▶ Письменное задание
Преобразуйте все приведенные ниже строки в JSON-массив, где каждой строке соответствует одно строковое значение. Пустые строки пропустите, изображения в ответ не включайте.

[Последовательность строк]
▬▬▬▬▬▬▬▬▬▬

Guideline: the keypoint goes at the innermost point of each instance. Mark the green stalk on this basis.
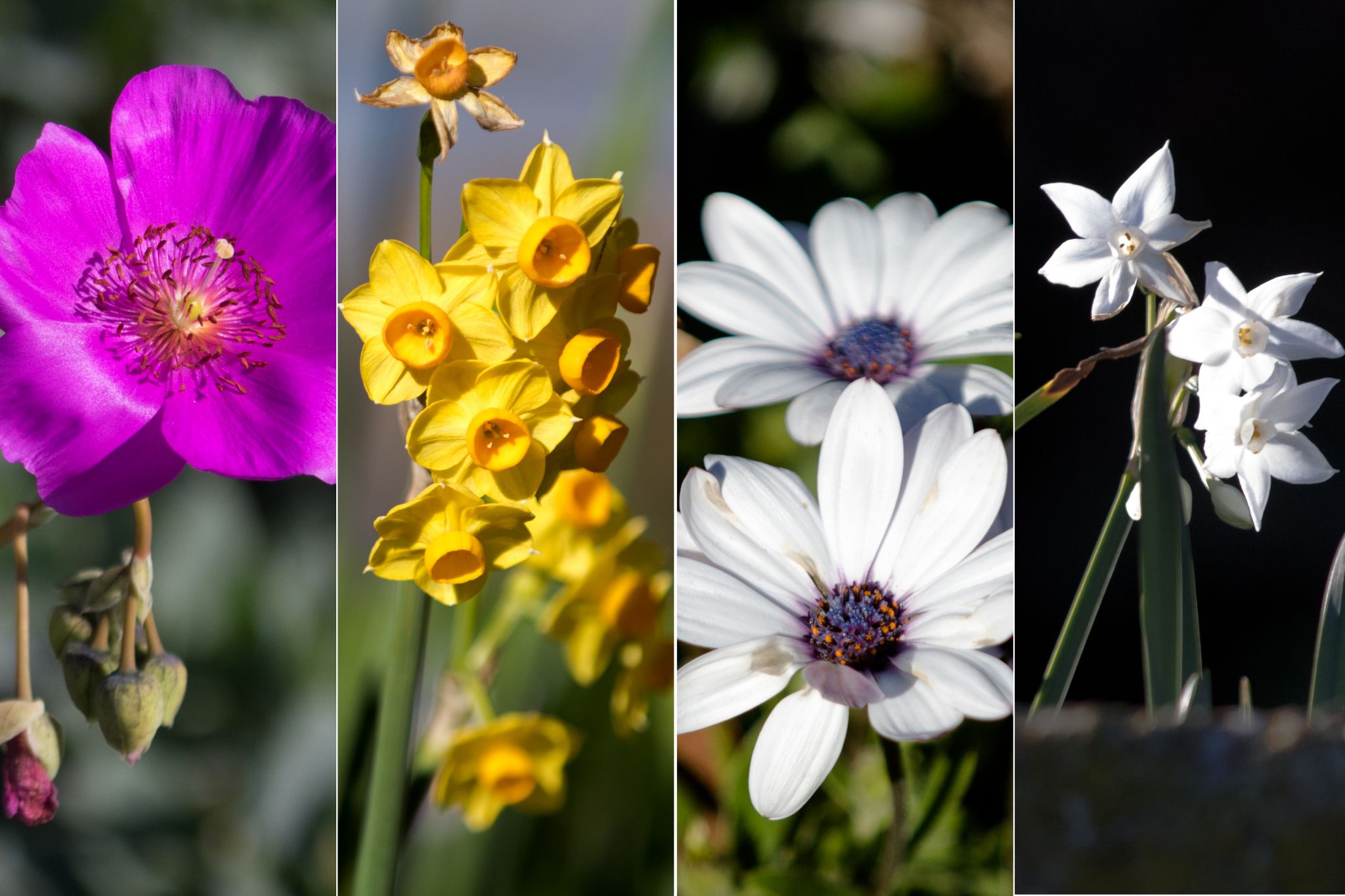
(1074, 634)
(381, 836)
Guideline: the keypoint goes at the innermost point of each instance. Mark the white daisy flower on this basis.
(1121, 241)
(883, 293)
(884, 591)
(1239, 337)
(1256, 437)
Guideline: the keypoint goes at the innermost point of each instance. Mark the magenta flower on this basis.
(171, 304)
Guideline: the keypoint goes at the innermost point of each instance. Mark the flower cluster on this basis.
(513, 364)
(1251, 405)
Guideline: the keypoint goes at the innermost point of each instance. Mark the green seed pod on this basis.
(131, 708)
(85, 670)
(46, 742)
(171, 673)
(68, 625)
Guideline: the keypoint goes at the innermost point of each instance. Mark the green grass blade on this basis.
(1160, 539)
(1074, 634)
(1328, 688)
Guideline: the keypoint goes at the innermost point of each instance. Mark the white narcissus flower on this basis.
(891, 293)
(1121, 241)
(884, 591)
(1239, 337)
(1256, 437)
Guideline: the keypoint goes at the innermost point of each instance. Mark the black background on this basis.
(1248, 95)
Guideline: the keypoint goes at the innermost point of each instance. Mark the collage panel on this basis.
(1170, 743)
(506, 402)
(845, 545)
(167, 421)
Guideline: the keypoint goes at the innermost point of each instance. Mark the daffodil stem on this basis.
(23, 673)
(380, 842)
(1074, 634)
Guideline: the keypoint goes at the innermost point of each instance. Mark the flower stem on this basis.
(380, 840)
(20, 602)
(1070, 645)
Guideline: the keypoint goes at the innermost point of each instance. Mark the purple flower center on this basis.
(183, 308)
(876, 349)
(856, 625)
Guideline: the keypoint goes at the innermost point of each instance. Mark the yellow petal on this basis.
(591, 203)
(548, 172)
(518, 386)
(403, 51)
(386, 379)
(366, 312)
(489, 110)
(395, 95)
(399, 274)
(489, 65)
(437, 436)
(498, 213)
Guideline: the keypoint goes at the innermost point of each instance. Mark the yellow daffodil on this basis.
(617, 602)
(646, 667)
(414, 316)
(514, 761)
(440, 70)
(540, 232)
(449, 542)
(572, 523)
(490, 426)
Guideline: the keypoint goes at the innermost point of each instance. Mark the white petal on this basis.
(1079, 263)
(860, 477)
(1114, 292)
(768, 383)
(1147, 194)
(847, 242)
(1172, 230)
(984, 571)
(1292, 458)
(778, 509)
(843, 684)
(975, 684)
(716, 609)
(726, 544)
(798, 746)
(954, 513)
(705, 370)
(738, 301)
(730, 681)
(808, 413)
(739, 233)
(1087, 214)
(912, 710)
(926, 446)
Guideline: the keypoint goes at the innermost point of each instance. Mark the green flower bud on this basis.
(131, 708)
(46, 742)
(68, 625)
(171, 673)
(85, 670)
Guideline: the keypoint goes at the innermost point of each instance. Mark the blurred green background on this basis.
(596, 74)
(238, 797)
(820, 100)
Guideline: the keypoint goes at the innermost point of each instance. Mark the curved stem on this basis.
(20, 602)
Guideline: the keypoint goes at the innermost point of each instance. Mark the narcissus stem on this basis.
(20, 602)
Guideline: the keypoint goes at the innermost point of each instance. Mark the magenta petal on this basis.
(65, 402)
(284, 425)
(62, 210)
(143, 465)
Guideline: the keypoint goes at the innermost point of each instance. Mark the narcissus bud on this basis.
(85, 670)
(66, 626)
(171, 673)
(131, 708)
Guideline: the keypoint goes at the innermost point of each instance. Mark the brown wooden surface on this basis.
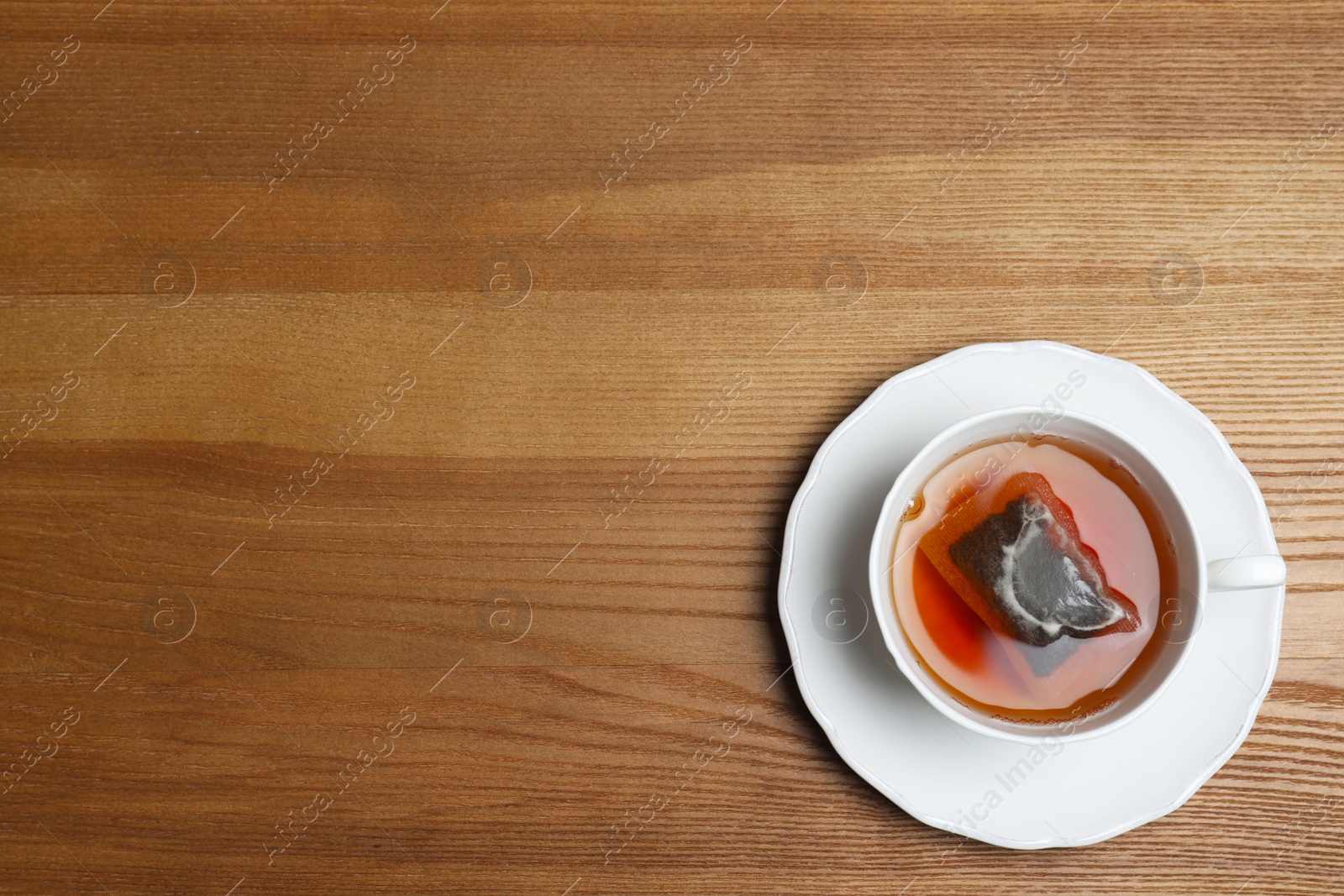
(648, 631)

▬▬▬▬▬▬▬▬▬▬

▶ Результат выполнения
[
  "Guideline: the keypoint goes at the innermost point of each instance. Mark the green stalk on this basis.",
  "(1074, 634)",
  "(381, 836)",
  "Guideline: the keypoint goes at the innermost point of each instance. Mark the white daisy flower on this basis.",
  "(1121, 241)",
  "(883, 293)",
  "(884, 591)",
  "(1239, 337)",
  "(1256, 437)",
  "Guideline: the keypoint goes at the innermost point of each instance. Mark the magenta flower on this basis.",
  "(171, 304)",
  "Guideline: the keypoint goes at the innermost point of each instance. Mark the flower cluster on this basis.",
  "(513, 364)",
  "(1251, 405)",
  "Guideline: the keypoint goes at the innermost point of each instance. Mark the green seed pod on this basis.",
  "(131, 708)",
  "(85, 670)",
  "(46, 742)",
  "(171, 673)",
  "(68, 625)",
  "Guideline: the keypoint goes at the innermost point of each instance. Mark the green grass blade on this basis.",
  "(1160, 539)",
  "(1074, 634)",
  "(1328, 688)",
  "Guideline: the keypoint goes at the innermost point of each instance. Mark the white narcissus flower on this basis.",
  "(891, 293)",
  "(1121, 241)",
  "(884, 591)",
  "(1239, 337)",
  "(1256, 437)",
  "Guideline: the keypoint goes at the innermost point of each instance. Mark the black background on this basis.",
  "(1248, 95)",
  "Guideline: the keypoint goes at the innermost point of each instance. Mark the collage panel on this basis.",
  "(1170, 743)",
  "(506, 402)",
  "(845, 545)",
  "(167, 421)",
  "Guideline: the keypoint goes at the innermost point of each instance. Mark the daffodil stem on this basis.",
  "(23, 673)",
  "(380, 842)",
  "(1074, 634)",
  "Guideline: the keypoint goes at the innermost point of each instance. Mark the flower stem on this basis.",
  "(380, 840)",
  "(20, 602)",
  "(1070, 645)",
  "Guideline: the keypoint goes at the innermost point of each instance. Mark the purple flower center on this basis.",
  "(183, 308)",
  "(876, 349)",
  "(856, 625)",
  "Guideline: the keypoint goes at the innermost point of each instance. Mark the yellow petal on this basis.",
  "(591, 203)",
  "(548, 172)",
  "(518, 386)",
  "(403, 51)",
  "(386, 379)",
  "(366, 312)",
  "(489, 110)",
  "(395, 95)",
  "(399, 274)",
  "(489, 65)",
  "(437, 436)",
  "(498, 213)",
  "Guideline: the keypoint goes at the innermost point of each instance. Mark the yellow daffodil on this basis.",
  "(617, 602)",
  "(646, 667)",
  "(414, 316)",
  "(514, 761)",
  "(440, 70)",
  "(540, 232)",
  "(449, 542)",
  "(572, 523)",
  "(490, 426)",
  "Guideline: the keypoint goes at the innermost point of each instance. Mark the white petal on this basis.",
  "(1079, 263)",
  "(860, 477)",
  "(1114, 292)",
  "(768, 383)",
  "(1147, 194)",
  "(847, 242)",
  "(1172, 230)",
  "(984, 571)",
  "(1292, 458)",
  "(778, 509)",
  "(843, 684)",
  "(975, 684)",
  "(716, 609)",
  "(726, 544)",
  "(798, 746)",
  "(954, 513)",
  "(705, 370)",
  "(738, 301)",
  "(730, 681)",
  "(808, 413)",
  "(739, 233)",
  "(1087, 214)",
  "(912, 710)",
  "(926, 446)",
  "Guideline: the keypoint goes at the innermost point of each instance. Mark the green flower bud on this basis.",
  "(131, 708)",
  "(46, 742)",
  "(68, 625)",
  "(171, 673)",
  "(85, 670)",
  "Guideline: the keypoint goes at the innermost point of each instance. Mark the blurred green background on this basis.",
  "(596, 74)",
  "(238, 797)",
  "(820, 100)",
  "Guideline: the keypoint goes at the innermost point of each instance. Mark the curved stem on this basis.",
  "(20, 602)",
  "Guideline: the keypoint goes at the innermost point of each instance. Mark the narcissus stem on this basis.",
  "(20, 602)",
  "Guideline: the keypoint goes at the innermost point of each instance. Mark the magenta petal on this basis.",
  "(65, 402)",
  "(284, 425)",
  "(62, 210)",
  "(143, 465)",
  "Guideline: the keypoint goes at the innermost point of each instance. Mark the narcissus bud on this basis.",
  "(85, 670)",
  "(66, 626)",
  "(171, 673)",
  "(131, 708)",
  "Guideline: the keypoint goes at the innermost point of each instance. Mark the brown wooden surface on this basis.",
  "(648, 631)"
]